TEXTO DE LA PÁGINA:
━━━━

Estando de acuerdo con esta - llamémosla así - tesis, fue imposible
preguntarme, en tanto yo mismo había sido partícipe del clima que produjo en
casi todo el continente la revolución cubana, si el enorme apoyo que
dieron artistas, escritores, estudiantes de casi todo el mundo occidental al
proyecto castrista, devenía de una utopía igualitaria o de “algo más”, de algo
no percibido, de un llamado que precede a la misma noción de utopía. Tuve que
rememorar.
Efectivamente, parece que había
“algo más”. A ese “algo más” lo llamaré aquí: un deseo colectivo de identificación,
uno que cada cierto tiempo aparece en torno a personas a quienes le son
conferidas cualidades heroicas, es decir, héroes. La teoría, o racionalización
del culto al héroe viene después. La utopía que encierra cada teoría, también.
Lo que quiero afirmar, en consecuencia, es que casi toda una generación
política emergente llegó a identificarse con los héroes de la revolución cubana
estableciendo con ellos una relación política-libidinosa, o si se prefiere: una
relación de amor en formato político. Fidel, Camilo, el Che, y otros, fueron
sin duda nuestros héroes. Y eso quiere decir: los ideales de justicia e
igualdad que representaban no eran más que la superestructura ideológica de
recónditos deseos de ser a fin de trascender lo que éramos.
¿Que representaban esos héroes?
Evidente, lo que no teníamos: una razón para vivir (y morir) una noción vaga y
muy elemental de libertad, y – me atrevería a decir, sobre todo – un
principio de desobediencia contrapuesto al de nuestras autoridades, nuestras
leyes y sobre todo, nuestros padres. Fidel, Camilo, el Che eran en primera
línea lo que no éramos y lo que habríamos deseado ser de acuerdo al imaginario
de nuestras fantasías primarias: hijos transgresivos y desobedientes frente a
la autoridad. ¿Y había autoridad mas grande en el mundo que el llamado
imperialismo norteamericano? EE UU era en ese entonces -no solo en el
imaginario de la izquierda mundial- el Gran Padre Universal Castrador de la
historia.
Suele suceder que en ese periodo
de transición que va desde la adolescencia -la que en muchos no termina nunca-
hacia la supuesta madurez, necesitamos figuras sustitutivas del padre
originario las que han de simbolizar la rebelión en contra de la autoridad
frente a la cual deben constituirse en los representantes de una nueva
autoridad. Fidel, Camilo y el Che se ajustaban perfectamente a ese rol.

━━━━

DATOS EXTRAÍDOS:
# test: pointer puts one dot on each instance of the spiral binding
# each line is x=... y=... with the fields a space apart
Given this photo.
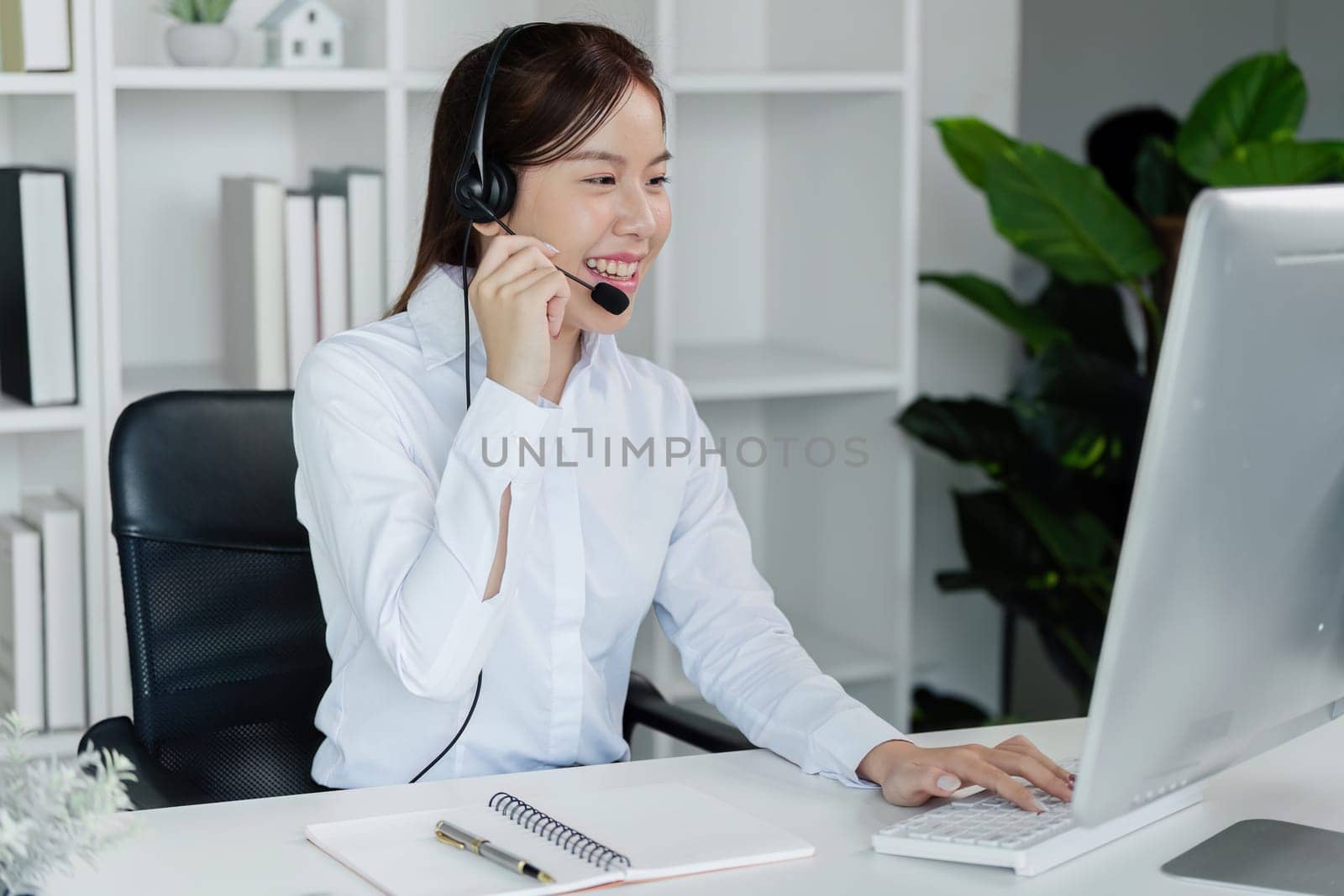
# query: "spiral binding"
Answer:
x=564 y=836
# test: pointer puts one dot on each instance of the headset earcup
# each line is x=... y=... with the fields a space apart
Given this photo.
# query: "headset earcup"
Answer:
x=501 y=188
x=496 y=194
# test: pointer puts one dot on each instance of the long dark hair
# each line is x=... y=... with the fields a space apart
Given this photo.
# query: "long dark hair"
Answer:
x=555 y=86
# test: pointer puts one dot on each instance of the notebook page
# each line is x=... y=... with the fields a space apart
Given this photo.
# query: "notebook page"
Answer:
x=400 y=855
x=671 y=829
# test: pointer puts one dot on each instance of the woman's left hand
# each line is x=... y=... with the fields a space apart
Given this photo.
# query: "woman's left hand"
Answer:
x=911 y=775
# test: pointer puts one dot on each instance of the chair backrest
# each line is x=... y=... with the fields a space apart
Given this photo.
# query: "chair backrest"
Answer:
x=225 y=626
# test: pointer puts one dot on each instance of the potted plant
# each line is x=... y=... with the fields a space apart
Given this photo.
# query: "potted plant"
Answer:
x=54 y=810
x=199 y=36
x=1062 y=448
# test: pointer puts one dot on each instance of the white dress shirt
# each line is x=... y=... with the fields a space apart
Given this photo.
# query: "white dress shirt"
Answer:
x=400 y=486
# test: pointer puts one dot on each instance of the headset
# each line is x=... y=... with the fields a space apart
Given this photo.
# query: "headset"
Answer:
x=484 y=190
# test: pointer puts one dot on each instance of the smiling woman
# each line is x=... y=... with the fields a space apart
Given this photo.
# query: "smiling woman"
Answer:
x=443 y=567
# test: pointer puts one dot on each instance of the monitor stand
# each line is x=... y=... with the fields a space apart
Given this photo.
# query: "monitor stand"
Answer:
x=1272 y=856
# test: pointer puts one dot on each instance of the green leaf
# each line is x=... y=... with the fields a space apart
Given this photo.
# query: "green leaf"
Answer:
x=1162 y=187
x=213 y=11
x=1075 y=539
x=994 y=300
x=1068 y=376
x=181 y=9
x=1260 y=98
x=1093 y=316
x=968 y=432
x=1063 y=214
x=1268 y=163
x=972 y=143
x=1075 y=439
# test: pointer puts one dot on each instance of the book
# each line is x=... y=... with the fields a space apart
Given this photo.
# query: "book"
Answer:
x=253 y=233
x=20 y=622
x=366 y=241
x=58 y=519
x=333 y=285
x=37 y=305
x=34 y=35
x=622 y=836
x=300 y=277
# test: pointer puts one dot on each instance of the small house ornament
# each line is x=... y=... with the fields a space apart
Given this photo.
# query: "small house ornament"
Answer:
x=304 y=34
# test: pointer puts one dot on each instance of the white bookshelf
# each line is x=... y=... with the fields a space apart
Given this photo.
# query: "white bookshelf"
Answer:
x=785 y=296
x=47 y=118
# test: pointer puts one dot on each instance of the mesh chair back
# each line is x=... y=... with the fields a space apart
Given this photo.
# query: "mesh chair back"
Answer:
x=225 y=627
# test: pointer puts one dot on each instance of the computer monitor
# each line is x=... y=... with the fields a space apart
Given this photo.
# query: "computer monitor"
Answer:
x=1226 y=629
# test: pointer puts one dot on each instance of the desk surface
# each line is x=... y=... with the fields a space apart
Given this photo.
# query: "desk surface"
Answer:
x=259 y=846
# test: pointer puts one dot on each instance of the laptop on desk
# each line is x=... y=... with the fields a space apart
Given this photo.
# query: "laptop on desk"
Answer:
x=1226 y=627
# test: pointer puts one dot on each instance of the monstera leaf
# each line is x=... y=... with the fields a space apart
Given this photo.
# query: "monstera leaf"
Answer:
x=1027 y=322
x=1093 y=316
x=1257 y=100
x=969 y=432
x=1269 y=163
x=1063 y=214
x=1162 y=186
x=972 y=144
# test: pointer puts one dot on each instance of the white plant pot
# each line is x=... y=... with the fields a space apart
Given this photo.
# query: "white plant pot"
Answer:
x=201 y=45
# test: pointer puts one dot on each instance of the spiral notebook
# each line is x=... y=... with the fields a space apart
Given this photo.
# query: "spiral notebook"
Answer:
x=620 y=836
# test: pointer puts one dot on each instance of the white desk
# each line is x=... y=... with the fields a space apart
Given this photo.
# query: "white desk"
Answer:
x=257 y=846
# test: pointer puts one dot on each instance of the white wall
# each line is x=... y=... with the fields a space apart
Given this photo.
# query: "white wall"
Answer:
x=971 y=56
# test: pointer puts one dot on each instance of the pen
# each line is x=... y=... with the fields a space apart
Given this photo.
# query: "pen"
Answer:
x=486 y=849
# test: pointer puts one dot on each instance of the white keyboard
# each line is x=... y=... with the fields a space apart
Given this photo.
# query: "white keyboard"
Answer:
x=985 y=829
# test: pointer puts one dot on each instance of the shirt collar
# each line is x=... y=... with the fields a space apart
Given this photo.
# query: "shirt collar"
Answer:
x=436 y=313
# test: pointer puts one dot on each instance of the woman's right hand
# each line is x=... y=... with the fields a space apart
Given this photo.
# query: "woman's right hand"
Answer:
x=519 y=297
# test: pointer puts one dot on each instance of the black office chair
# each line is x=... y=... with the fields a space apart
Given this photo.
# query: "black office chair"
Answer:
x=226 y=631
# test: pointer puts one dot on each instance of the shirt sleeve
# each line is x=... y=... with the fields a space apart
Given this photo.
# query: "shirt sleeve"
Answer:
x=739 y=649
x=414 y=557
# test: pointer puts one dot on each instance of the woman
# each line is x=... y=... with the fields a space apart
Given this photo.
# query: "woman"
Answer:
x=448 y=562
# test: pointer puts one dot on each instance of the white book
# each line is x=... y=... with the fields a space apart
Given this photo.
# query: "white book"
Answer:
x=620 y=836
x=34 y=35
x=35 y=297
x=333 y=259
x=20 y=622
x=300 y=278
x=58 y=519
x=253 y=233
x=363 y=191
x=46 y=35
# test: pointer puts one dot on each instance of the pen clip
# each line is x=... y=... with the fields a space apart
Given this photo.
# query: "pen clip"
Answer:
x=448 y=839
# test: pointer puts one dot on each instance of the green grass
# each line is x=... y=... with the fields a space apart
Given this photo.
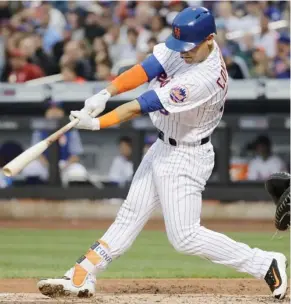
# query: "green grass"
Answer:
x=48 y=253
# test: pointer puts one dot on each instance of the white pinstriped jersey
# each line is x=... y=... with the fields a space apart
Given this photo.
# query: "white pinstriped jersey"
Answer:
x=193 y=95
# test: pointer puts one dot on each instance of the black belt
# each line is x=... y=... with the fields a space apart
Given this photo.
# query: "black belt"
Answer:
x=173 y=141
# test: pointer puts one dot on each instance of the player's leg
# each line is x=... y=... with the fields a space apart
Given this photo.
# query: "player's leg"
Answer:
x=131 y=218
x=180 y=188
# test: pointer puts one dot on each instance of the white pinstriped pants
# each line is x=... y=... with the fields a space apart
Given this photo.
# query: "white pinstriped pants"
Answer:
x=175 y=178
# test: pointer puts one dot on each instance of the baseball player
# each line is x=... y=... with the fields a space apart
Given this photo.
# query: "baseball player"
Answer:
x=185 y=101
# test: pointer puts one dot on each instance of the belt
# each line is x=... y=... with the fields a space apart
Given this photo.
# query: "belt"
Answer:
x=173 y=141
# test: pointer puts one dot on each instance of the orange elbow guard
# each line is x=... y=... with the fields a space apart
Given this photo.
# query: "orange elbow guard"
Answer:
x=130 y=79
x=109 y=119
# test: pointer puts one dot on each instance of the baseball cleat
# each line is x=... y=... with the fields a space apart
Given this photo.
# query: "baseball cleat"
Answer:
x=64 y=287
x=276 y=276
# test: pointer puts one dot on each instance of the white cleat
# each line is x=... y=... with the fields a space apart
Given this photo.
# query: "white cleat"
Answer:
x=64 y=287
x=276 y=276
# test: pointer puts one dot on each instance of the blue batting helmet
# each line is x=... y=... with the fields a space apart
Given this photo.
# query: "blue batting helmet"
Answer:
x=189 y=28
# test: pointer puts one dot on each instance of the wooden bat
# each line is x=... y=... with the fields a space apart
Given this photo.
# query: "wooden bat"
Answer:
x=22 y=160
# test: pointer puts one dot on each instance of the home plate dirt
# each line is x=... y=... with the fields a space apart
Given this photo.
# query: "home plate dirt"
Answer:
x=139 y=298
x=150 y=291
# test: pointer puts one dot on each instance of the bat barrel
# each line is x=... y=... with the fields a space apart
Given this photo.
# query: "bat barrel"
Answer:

━━━━

REQUISITOS:
A. En el texto sobre la revolución cubana, ¿por qué Fidel, Camilo y el Che se ajustaban al rol que se menciona al final? Responde en una a tres oraciones.
B. Selecciona cada línea de los registros que contenga la cadena "smiling". Se distinguen mayúsculas y minúsculas.

RESULTADOS DEL EJERCICIO:
A. En la transición de la adolescencia hacia la supuesta madurez se necesitan figuras que sustituyan al padre originario. Esas figuras simbolizan la rebelión contra la autoridad y, frente a ella, se constituyen en representantes de una nueva autoridad. Fidel, Camilo y el Che cumplían exactamente esa función.

B.
# test: pointer puts one dot on each instance of the smiling woman
# query: "smiling woman"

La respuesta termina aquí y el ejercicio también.